[Source data]
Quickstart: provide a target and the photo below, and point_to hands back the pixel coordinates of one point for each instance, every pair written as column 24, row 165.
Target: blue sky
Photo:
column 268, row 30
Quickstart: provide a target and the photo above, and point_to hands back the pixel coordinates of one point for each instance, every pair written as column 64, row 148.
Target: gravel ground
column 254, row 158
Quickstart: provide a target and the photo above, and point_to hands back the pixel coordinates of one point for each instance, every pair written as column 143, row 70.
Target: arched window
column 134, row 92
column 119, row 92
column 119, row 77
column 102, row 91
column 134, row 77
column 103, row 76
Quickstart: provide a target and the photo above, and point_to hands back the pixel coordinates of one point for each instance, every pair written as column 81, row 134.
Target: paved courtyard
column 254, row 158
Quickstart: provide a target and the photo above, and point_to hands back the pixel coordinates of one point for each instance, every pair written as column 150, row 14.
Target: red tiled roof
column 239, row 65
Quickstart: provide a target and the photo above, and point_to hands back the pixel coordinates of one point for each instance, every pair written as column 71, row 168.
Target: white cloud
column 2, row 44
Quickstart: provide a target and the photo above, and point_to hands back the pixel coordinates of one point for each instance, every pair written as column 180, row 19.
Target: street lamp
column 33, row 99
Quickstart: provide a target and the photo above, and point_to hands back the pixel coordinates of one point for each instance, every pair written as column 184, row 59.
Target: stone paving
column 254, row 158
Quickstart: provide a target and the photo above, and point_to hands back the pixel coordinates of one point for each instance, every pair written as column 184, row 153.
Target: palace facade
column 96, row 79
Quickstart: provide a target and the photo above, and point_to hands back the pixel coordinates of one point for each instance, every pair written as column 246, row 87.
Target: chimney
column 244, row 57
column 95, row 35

_Requirement_
Preserving every character, copy the records above out again.

_Response box_
Quickstart: provide a target and the photo below, and point_to hands back the pixel coordinates of one point for each instance, every pair written as column 24, row 165.
Target: blue sky
Photo:
column 268, row 30
Quickstart: provide a target and the photo above, and point_to hands back the pixel coordinates of one point for each instance, every pair written as column 64, row 148.
Target: gravel ground
column 254, row 158
Quickstart: provide a target and the photo above, and point_to hands back the pixel coordinates of one point for each instance, every pair written as column 143, row 70.
Target: arched window
column 134, row 92
column 119, row 92
column 119, row 77
column 102, row 91
column 134, row 77
column 103, row 76
Quickstart: provide a target and the photo above, and point_to hands back the pixel coordinates of one point for each instance, every pair written as column 81, row 134.
Target: paved courtyard
column 254, row 158
Quickstart: provide a target and the photo above, and point_to hands back the pixel coordinates of one point for each instance, every pair written as column 150, row 14.
Target: red tiled roof
column 239, row 65
Quickstart: provide a target and the photo above, and point_to hands back the pixel coordinates of one point for each instance, every pair written as column 71, row 168.
Target: white cloud
column 2, row 44
Quickstart: provide a target and the photo above, and point_to hands back the pixel coordinates of one point for each instance, every pair written as column 180, row 19.
Target: street lamp
column 33, row 99
Quickstart: provide a target and the photo above, and point_to hands back the pixel coordinates of one point for each instance, every pair written as column 184, row 59.
Target: stone paving
column 254, row 158
Quickstart: provide a target and the photo above, and point_to hands back the pixel coordinates of one point for each instance, every pair written as column 184, row 153.
Target: palace facade
column 96, row 79
Quickstart: provide a target and the photo above, and point_to hands back the pixel coordinates of one point for each instance, every pair written as column 246, row 87.
Target: chimney
column 244, row 57
column 95, row 35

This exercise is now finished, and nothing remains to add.